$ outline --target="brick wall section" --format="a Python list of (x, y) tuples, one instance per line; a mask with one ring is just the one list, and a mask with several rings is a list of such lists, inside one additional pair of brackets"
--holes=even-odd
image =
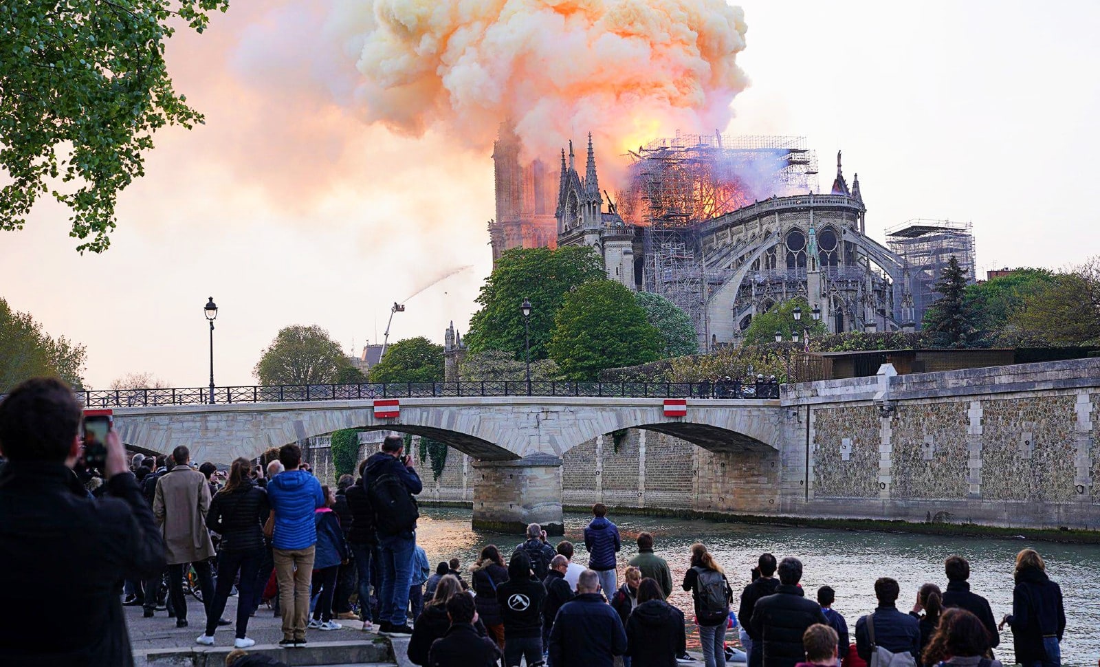
[[(814, 494), (878, 497), (882, 420), (871, 405), (826, 407), (813, 412)], [(842, 447), (850, 440), (844, 460)]]
[(983, 499), (1076, 500), (1075, 404), (1072, 394), (982, 401)]
[(893, 497), (966, 499), (969, 402), (906, 405), (893, 418)]

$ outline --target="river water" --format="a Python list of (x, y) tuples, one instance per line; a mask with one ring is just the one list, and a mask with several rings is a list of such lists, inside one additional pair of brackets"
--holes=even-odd
[[(501, 535), (470, 527), (470, 511), (448, 507), (422, 507), (417, 543), (425, 548), (435, 569), (441, 560), (458, 557), (465, 570), (482, 547), (495, 544), (507, 555), (522, 542), (519, 535)], [(573, 559), (585, 565), (582, 531), (592, 517), (565, 514), (565, 539), (575, 545)], [(946, 588), (944, 559), (958, 554), (970, 561), (971, 590), (989, 599), (993, 616), (1012, 611), (1012, 569), (1016, 553), (1025, 547), (1042, 554), (1047, 573), (1062, 586), (1066, 608), (1066, 636), (1062, 644), (1063, 665), (1091, 667), (1100, 658), (1100, 547), (1091, 545), (1031, 544), (1023, 539), (938, 537), (895, 533), (827, 531), (785, 526), (759, 526), (688, 521), (653, 516), (609, 516), (623, 536), (618, 580), (623, 582), (626, 562), (637, 554), (638, 533), (653, 534), (656, 551), (669, 561), (676, 589), (671, 603), (691, 619), (691, 594), (680, 590), (689, 567), (690, 547), (702, 542), (726, 570), (735, 591), (749, 582), (757, 558), (770, 551), (777, 558), (795, 556), (802, 560), (802, 586), (814, 599), (818, 587), (836, 591), (834, 609), (848, 622), (855, 642), (856, 620), (875, 609), (875, 580), (893, 577), (901, 586), (898, 608), (909, 611), (917, 589), (925, 582)], [(560, 538), (553, 538), (557, 544)], [(469, 577), (465, 579), (469, 581)], [(733, 638), (735, 633), (730, 633)], [(689, 643), (697, 639), (689, 636)], [(997, 657), (1012, 665), (1012, 633), (1005, 627)]]

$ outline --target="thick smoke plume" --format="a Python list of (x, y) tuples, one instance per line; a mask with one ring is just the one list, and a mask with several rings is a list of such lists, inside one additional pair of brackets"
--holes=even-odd
[[(367, 119), (439, 127), (485, 150), (509, 121), (522, 157), (592, 132), (622, 154), (659, 135), (724, 130), (748, 81), (740, 8), (724, 0), (374, 0), (358, 68)], [(370, 11), (371, 15), (360, 12)]]

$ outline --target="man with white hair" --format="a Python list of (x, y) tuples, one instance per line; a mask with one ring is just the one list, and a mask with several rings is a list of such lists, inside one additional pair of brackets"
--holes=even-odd
[(554, 557), (553, 547), (547, 544), (547, 532), (539, 524), (527, 526), (527, 542), (517, 546), (513, 551), (524, 551), (531, 561), (531, 571), (535, 577), (542, 581), (550, 572), (550, 561)]
[(618, 612), (604, 601), (600, 576), (584, 570), (576, 580), (576, 597), (558, 610), (550, 630), (550, 664), (613, 667), (626, 653), (626, 631)]

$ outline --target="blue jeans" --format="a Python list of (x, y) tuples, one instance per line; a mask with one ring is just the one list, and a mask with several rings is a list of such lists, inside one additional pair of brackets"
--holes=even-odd
[(413, 586), (413, 535), (385, 535), (378, 537), (382, 550), (382, 612), (383, 623), (408, 624), (409, 587)]
[(373, 621), (371, 616), (371, 551), (369, 544), (353, 544), (352, 558), (355, 560), (355, 572), (359, 575), (359, 616), (364, 621)]
[(698, 626), (698, 643), (703, 645), (703, 663), (706, 667), (726, 667), (725, 642), (725, 623)]

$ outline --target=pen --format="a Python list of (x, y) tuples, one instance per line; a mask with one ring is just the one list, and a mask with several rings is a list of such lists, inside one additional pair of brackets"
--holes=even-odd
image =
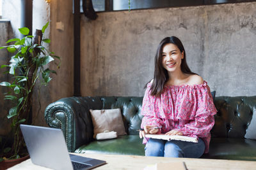
[[(148, 128), (148, 129), (160, 129), (162, 127), (149, 127)], [(140, 129), (138, 129), (137, 131), (144, 131), (143, 128), (140, 128)]]

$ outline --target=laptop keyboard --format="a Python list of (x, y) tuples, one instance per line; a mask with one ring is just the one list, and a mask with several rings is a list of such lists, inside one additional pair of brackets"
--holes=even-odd
[(74, 170), (81, 169), (83, 168), (86, 168), (86, 167), (92, 166), (90, 165), (83, 164), (76, 162), (71, 162), (72, 163), (73, 168)]

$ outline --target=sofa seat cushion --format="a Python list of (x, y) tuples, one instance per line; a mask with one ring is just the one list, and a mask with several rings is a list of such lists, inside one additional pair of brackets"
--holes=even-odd
[(256, 160), (256, 140), (212, 138), (209, 152), (201, 158)]
[(80, 146), (75, 152), (145, 155), (144, 148), (139, 135), (124, 135), (113, 139), (93, 141)]

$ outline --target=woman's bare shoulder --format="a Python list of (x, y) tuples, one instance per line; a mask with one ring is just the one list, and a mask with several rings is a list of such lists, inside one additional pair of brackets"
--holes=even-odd
[(204, 79), (197, 74), (192, 74), (189, 77), (189, 85), (201, 85), (204, 83)]

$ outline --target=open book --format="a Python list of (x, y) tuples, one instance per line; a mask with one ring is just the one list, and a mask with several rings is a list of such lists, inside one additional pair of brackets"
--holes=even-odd
[(146, 134), (146, 138), (154, 138), (157, 139), (163, 139), (163, 140), (177, 140), (177, 141), (188, 141), (188, 142), (193, 142), (193, 143), (198, 143), (198, 140), (196, 138), (194, 137), (189, 137), (186, 136), (180, 136), (180, 135), (173, 135), (173, 136), (169, 136), (165, 135), (163, 134)]

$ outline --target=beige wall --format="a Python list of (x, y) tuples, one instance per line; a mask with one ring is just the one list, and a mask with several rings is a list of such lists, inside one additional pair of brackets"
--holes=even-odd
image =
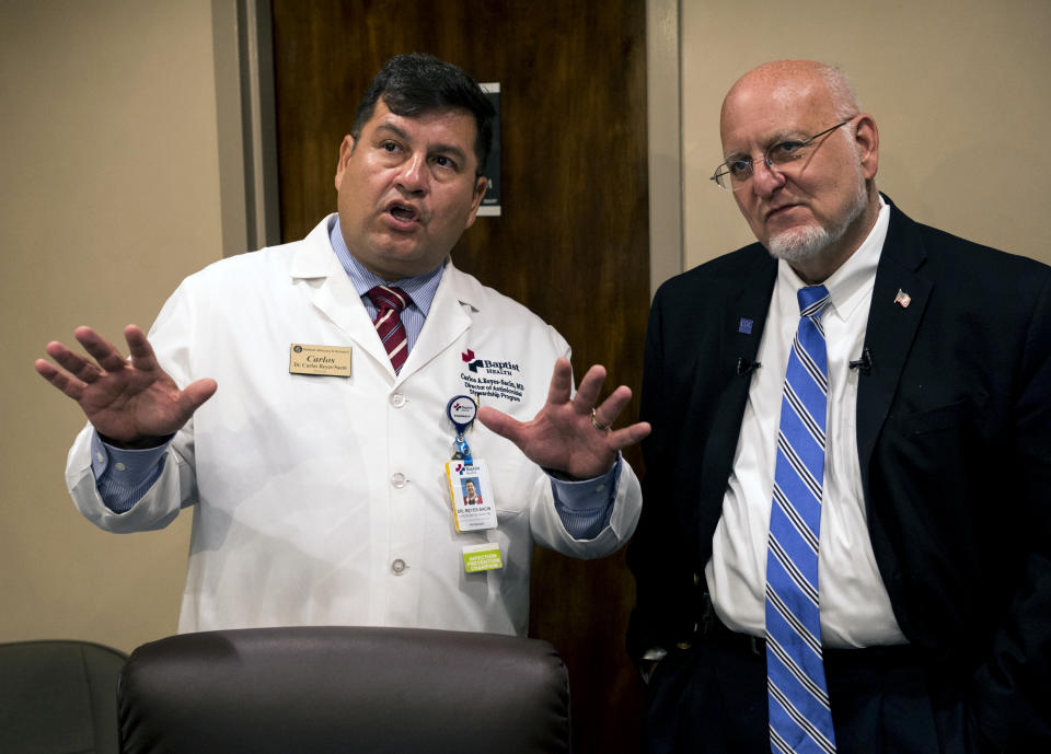
[(686, 267), (754, 241), (711, 181), (718, 114), (754, 66), (841, 66), (880, 131), (877, 186), (914, 219), (1051, 263), (1047, 0), (682, 0)]
[(209, 0), (0, 0), (0, 641), (172, 634), (189, 515), (114, 535), (62, 484), (83, 418), (33, 371), (149, 325), (221, 256)]

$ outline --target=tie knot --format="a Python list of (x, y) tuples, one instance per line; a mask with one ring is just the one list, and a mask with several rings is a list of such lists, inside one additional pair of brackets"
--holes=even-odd
[(807, 286), (796, 292), (799, 300), (799, 316), (820, 316), (829, 303), (829, 289), (824, 286)]
[(408, 298), (408, 293), (401, 288), (393, 288), (392, 286), (377, 286), (369, 290), (366, 295), (372, 299), (372, 303), (376, 304), (376, 308), (381, 312), (393, 309), (395, 312), (401, 313), (403, 309), (413, 303), (413, 300)]

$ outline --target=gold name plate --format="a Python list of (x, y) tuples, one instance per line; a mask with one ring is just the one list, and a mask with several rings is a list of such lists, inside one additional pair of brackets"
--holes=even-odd
[(293, 343), (288, 353), (291, 374), (350, 376), (349, 346), (308, 346)]

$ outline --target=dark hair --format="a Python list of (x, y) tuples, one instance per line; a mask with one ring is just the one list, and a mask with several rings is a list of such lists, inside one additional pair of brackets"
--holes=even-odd
[(474, 153), (482, 175), (493, 146), (496, 111), (477, 82), (462, 69), (432, 55), (395, 55), (383, 63), (358, 104), (350, 126), (355, 141), (372, 118), (380, 97), (392, 113), (408, 117), (453, 108), (470, 112), (477, 126)]

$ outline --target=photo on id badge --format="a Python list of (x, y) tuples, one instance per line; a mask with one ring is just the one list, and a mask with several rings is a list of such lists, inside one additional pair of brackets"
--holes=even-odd
[(485, 464), (450, 461), (449, 488), (457, 519), (457, 531), (473, 532), (496, 527), (496, 506)]

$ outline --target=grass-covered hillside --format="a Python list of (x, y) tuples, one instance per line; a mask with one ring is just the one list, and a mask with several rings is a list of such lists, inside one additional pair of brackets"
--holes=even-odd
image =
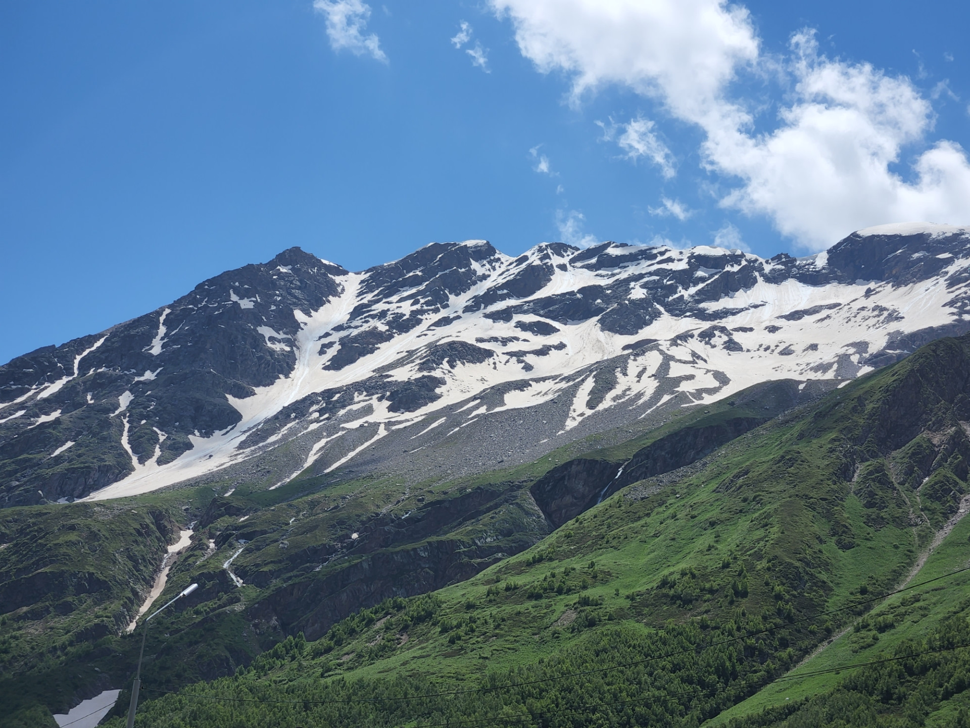
[(178, 695), (162, 635), (191, 610), (160, 616), (139, 724), (961, 725), (968, 394), (970, 339), (936, 342)]

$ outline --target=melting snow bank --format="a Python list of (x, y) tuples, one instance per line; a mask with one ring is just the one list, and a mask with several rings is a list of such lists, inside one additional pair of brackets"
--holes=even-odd
[[(155, 583), (151, 587), (151, 591), (148, 592), (148, 598), (145, 600), (145, 604), (142, 605), (142, 609), (138, 611), (135, 614), (135, 618), (131, 620), (131, 624), (128, 625), (125, 631), (134, 632), (135, 627), (138, 626), (138, 620), (142, 618), (142, 614), (148, 611), (148, 608), (154, 603), (158, 597), (162, 595), (165, 591), (165, 582), (169, 579), (169, 570), (175, 563), (173, 558), (177, 553), (183, 550), (188, 546), (192, 541), (192, 531), (191, 529), (187, 531), (178, 532), (179, 539), (178, 542), (169, 546), (169, 552), (165, 554), (165, 558), (162, 559), (162, 571), (158, 573), (158, 577), (155, 579)], [(92, 723), (92, 725), (95, 725)]]
[(94, 728), (108, 714), (118, 699), (120, 690), (105, 690), (100, 695), (81, 701), (66, 713), (54, 715), (57, 725), (71, 728)]
[(237, 548), (236, 553), (234, 553), (232, 556), (226, 559), (222, 564), (222, 568), (226, 570), (226, 573), (229, 575), (229, 578), (233, 580), (233, 583), (236, 584), (237, 586), (242, 585), (242, 579), (237, 577), (235, 574), (233, 574), (233, 570), (230, 569), (229, 567), (233, 565), (233, 561), (236, 560), (236, 557), (239, 556), (241, 553), (242, 553), (243, 548), (245, 548), (245, 544)]

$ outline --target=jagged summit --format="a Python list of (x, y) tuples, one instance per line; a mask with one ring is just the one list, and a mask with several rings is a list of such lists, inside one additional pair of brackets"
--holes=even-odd
[[(351, 273), (291, 248), (0, 367), (0, 501), (481, 472), (759, 381), (895, 361), (970, 328), (968, 276), (967, 228), (929, 223), (766, 260), (475, 240)], [(436, 460), (408, 454), (432, 443)]]

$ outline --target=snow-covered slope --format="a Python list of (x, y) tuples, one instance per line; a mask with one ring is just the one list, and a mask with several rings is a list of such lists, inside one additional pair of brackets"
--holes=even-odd
[(290, 248), (0, 368), (0, 502), (534, 459), (767, 380), (857, 377), (970, 329), (968, 282), (970, 230), (922, 223), (797, 259), (467, 241), (350, 273)]

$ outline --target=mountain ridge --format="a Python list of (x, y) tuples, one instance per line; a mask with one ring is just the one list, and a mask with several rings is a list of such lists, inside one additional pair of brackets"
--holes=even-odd
[(269, 487), (501, 421), (487, 457), (465, 443), (442, 458), (484, 472), (512, 442), (531, 457), (658, 408), (765, 378), (849, 379), (963, 333), (967, 263), (967, 228), (927, 225), (804, 258), (608, 242), (513, 258), (469, 241), (351, 273), (288, 248), (0, 367), (0, 500), (256, 471)]

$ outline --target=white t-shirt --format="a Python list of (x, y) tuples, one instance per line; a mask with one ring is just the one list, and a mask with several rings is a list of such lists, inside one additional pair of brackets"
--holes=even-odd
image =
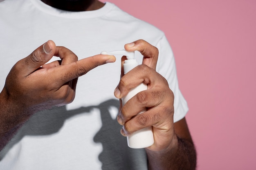
[[(164, 33), (109, 2), (99, 10), (77, 12), (56, 9), (39, 0), (0, 2), (0, 87), (18, 60), (49, 39), (70, 49), (80, 59), (123, 49), (125, 44), (139, 39), (159, 50), (157, 70), (174, 94), (176, 122), (188, 109)], [(136, 52), (135, 56), (141, 63), (141, 55)], [(79, 78), (72, 103), (33, 116), (0, 152), (0, 169), (146, 169), (144, 150), (128, 147), (116, 120), (119, 102), (113, 92), (120, 78), (121, 56), (116, 57), (115, 63)]]

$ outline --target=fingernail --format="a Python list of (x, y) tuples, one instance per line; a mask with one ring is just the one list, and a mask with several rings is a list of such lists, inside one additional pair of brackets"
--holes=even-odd
[(125, 133), (125, 131), (124, 131), (124, 127), (123, 127), (122, 129), (121, 129), (121, 130), (120, 131), (120, 133), (121, 133), (121, 134), (122, 134), (122, 135), (124, 136), (127, 136), (127, 135), (126, 135), (126, 134)]
[(112, 59), (110, 59), (106, 61), (106, 63), (114, 63), (115, 61)]
[(52, 48), (51, 48), (51, 47), (49, 45), (49, 44), (48, 44), (48, 42), (46, 42), (43, 45), (43, 49), (44, 51), (45, 51), (45, 52), (46, 54), (48, 54), (50, 52), (51, 52), (52, 51)]
[(121, 113), (119, 113), (118, 115), (117, 116), (117, 122), (120, 124), (123, 125), (123, 120), (122, 119), (122, 118), (121, 117)]
[(116, 88), (116, 89), (115, 89), (114, 91), (114, 93), (115, 96), (118, 98), (119, 98), (119, 96), (121, 94), (121, 92), (120, 91), (120, 90), (118, 89), (118, 88)]
[(126, 44), (126, 45), (128, 46), (128, 47), (132, 47), (133, 46), (134, 46), (135, 44), (134, 42), (132, 42), (128, 44)]

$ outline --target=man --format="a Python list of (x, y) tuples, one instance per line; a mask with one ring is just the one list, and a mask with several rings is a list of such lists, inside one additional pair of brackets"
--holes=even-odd
[[(2, 61), (8, 59), (1, 81), (1, 149), (5, 146), (0, 167), (195, 168), (184, 118), (186, 103), (162, 31), (98, 0), (6, 0), (0, 4), (0, 54)], [(22, 59), (43, 41), (47, 41)], [(119, 101), (112, 92), (124, 58), (110, 63), (113, 56), (94, 55), (122, 49), (126, 44), (126, 50), (140, 52), (137, 56), (143, 56), (143, 64), (122, 76), (115, 96), (121, 98), (142, 82), (148, 89), (130, 100), (117, 115)], [(61, 61), (48, 62), (53, 55)], [(20, 59), (4, 87), (11, 66)], [(147, 111), (135, 116), (144, 107)], [(122, 127), (116, 123), (117, 116)], [(128, 148), (119, 132), (121, 128), (127, 136), (150, 126), (155, 142), (145, 149)]]

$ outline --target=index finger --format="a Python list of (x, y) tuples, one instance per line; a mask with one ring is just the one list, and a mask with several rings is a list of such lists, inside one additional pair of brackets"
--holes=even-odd
[(144, 57), (142, 64), (155, 70), (158, 58), (157, 48), (143, 39), (126, 44), (124, 48), (129, 51), (139, 51)]
[(53, 68), (56, 75), (54, 78), (61, 81), (63, 84), (86, 74), (91, 70), (108, 63), (115, 61), (112, 55), (96, 55), (63, 65)]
━━━━━━━━━━
Given request:
Reproduce verbatim the lines of the data above, starting at the line that contains "outline --target=jagged summit" and stopping after the line that contains "241), (350, 273)]", with both of those lines included.

Answer for this exercise:
$ outline --target=jagged summit --format="a Python list of (x, y) tuples, one instance per line; a mask with one ring is just the one list, and a mask with several rings is a list of such lists, inside one additional pair of brackets"
--holes=even-odd
[[(351, 273), (291, 248), (0, 367), (0, 501), (481, 472), (759, 381), (895, 361), (970, 328), (968, 276), (967, 228), (929, 223), (766, 260), (475, 240)], [(436, 460), (408, 454), (432, 443)]]

$ outline --target=snow-covered slope --format="a Python list of (x, y) tuples, one instance per line; a mask with one ring is just the one list, and a mask with several rings is a list of such lists, inside one additional pair of brackets"
--holes=even-odd
[(290, 248), (0, 368), (0, 502), (534, 459), (767, 380), (857, 377), (970, 329), (968, 282), (970, 230), (922, 223), (797, 259), (467, 241), (350, 273)]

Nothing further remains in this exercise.